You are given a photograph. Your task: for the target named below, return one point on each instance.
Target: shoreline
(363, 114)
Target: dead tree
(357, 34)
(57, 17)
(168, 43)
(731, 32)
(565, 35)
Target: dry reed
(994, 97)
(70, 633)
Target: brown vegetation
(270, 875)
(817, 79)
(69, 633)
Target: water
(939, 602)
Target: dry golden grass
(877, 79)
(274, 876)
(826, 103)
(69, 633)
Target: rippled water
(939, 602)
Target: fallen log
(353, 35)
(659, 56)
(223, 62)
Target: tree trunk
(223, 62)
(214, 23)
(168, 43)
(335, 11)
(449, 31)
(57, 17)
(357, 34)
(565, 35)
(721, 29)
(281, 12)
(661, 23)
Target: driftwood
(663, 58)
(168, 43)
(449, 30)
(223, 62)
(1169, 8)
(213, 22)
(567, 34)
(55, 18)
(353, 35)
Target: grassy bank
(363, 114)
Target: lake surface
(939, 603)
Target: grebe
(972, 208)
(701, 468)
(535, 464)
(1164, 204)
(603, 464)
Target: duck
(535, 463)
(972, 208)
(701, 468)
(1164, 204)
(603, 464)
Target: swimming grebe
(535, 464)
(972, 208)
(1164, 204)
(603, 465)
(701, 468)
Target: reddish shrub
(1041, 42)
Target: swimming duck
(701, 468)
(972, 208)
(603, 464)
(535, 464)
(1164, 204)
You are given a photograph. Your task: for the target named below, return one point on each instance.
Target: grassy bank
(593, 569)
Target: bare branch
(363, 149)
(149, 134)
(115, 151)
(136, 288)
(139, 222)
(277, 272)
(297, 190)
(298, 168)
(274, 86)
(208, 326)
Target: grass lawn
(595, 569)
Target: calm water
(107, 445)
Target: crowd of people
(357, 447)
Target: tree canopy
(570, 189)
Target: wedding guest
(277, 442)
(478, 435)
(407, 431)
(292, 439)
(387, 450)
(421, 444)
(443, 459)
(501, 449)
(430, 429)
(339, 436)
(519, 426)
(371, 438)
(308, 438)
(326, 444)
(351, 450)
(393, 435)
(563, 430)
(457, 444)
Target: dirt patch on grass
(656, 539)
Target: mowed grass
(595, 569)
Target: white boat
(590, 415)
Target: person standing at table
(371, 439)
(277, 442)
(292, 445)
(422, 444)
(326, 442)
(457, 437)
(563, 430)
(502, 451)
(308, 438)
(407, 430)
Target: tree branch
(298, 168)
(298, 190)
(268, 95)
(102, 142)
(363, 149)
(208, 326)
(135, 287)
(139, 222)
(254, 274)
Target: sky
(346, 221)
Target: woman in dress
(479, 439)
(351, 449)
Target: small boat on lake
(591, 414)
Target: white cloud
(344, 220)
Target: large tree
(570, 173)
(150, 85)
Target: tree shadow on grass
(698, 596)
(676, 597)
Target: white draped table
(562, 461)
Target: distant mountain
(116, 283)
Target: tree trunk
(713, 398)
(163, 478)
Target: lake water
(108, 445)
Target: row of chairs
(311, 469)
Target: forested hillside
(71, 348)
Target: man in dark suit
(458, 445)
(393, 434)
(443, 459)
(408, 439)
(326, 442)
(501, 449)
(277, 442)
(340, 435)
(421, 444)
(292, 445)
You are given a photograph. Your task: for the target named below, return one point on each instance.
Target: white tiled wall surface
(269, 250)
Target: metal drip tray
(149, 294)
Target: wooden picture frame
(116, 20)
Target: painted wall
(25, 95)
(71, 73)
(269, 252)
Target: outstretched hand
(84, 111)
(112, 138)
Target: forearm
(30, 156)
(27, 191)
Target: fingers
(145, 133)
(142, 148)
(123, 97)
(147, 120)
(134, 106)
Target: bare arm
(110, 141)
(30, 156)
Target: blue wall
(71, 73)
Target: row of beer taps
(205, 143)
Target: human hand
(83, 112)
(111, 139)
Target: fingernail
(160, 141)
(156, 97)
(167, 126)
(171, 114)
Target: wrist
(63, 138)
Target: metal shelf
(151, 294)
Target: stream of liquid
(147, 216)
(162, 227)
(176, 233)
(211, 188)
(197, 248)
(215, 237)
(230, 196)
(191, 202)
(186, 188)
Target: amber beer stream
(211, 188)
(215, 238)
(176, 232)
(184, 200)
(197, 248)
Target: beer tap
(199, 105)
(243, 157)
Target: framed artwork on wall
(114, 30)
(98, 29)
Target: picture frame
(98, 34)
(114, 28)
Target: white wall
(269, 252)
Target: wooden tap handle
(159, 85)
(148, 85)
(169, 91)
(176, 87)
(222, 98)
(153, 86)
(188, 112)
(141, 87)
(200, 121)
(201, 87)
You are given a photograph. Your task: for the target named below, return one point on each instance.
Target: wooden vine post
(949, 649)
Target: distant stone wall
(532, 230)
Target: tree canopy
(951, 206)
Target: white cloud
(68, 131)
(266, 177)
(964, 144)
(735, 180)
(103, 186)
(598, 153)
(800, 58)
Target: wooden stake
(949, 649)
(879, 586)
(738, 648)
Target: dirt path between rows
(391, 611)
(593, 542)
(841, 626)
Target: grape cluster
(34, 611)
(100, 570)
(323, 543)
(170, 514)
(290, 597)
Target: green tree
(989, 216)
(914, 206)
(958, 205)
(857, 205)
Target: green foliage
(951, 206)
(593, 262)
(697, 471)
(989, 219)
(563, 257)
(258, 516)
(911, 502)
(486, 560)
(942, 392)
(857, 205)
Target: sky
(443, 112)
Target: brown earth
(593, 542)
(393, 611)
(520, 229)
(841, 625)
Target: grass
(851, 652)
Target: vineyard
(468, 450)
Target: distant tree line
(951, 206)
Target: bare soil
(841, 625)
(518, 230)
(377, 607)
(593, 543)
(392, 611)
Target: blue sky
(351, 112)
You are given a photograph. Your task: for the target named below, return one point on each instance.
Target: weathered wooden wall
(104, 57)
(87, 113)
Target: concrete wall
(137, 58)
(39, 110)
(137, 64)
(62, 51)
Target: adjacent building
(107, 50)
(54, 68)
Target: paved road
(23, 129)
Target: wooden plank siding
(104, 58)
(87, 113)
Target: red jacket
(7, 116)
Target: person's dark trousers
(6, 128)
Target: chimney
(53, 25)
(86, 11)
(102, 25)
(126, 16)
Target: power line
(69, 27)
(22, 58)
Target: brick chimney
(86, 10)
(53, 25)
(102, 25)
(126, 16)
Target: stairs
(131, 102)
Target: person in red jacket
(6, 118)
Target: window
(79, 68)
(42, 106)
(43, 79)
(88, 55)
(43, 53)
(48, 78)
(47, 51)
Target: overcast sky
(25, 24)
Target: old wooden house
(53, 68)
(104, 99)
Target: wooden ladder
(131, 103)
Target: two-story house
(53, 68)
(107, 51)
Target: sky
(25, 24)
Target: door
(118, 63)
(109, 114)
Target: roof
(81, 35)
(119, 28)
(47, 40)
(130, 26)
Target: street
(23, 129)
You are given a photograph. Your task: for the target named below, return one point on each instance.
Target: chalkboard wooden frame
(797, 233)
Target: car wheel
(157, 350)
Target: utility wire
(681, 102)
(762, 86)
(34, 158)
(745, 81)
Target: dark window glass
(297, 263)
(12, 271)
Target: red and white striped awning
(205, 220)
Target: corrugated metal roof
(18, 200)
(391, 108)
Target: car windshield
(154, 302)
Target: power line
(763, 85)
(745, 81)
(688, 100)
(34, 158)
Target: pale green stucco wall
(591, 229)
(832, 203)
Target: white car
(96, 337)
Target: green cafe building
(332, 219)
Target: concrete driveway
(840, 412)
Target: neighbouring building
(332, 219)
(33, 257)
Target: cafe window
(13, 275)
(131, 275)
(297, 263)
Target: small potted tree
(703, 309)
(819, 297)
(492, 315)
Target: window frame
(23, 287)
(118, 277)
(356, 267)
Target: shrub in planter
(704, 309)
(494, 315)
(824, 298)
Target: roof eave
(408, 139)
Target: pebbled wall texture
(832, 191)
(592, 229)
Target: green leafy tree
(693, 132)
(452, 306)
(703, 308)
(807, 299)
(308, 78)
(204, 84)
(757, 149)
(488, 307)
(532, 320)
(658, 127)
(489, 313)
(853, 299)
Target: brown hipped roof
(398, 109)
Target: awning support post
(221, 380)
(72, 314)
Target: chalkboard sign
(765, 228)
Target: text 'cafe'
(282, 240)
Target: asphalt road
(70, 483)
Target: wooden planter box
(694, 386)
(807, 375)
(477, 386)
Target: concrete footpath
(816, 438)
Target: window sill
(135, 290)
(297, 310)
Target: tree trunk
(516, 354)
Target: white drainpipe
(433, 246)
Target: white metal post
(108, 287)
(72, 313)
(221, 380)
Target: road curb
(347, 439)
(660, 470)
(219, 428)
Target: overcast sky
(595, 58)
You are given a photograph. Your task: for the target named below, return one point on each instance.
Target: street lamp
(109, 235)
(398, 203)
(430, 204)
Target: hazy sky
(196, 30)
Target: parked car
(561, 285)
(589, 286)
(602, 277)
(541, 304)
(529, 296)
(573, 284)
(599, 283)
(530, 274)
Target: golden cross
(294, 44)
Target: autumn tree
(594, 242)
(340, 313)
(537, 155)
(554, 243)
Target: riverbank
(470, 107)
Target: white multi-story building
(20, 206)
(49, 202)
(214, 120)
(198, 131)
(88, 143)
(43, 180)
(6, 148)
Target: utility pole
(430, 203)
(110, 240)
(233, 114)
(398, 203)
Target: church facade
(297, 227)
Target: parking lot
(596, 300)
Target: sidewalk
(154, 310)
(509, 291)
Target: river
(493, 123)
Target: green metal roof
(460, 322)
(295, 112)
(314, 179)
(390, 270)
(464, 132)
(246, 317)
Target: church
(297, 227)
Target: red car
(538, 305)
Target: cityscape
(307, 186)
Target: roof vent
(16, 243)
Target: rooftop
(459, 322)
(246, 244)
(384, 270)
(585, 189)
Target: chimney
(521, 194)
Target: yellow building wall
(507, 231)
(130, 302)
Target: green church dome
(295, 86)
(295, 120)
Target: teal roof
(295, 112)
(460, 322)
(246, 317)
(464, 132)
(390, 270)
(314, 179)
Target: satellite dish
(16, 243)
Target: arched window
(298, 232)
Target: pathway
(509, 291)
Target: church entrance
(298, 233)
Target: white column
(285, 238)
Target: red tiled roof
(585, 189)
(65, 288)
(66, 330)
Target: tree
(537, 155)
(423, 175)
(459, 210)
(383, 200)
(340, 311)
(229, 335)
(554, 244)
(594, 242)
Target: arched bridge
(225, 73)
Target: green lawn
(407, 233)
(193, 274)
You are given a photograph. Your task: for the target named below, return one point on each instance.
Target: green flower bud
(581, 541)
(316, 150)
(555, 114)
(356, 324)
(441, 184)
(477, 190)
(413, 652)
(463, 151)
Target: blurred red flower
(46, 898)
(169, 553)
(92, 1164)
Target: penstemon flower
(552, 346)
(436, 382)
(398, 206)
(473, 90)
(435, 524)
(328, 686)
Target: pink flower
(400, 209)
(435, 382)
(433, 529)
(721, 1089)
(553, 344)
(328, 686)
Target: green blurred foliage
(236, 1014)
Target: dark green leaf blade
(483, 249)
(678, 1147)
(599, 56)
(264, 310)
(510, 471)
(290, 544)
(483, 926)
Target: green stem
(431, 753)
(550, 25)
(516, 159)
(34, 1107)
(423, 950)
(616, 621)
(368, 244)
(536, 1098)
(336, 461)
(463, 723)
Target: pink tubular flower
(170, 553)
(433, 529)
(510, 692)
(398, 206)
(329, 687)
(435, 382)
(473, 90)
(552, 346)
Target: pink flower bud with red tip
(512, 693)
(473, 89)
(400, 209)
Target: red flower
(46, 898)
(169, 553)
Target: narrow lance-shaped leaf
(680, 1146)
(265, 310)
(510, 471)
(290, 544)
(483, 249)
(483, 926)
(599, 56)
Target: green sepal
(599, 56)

Task prompt:
Begin with the line that contains "Target: pink flower bud with red tip" and end with the last line of the data. Repeat those two lines and all between them exactly.

Result of the exercise:
Target: pink flower bud with red tip
(512, 693)
(473, 89)
(400, 209)
Target: red flower
(46, 898)
(169, 553)
Target: narrow lance-shaped leaf
(680, 1146)
(265, 310)
(510, 471)
(290, 544)
(483, 249)
(483, 926)
(599, 56)
Target: green sepal
(599, 56)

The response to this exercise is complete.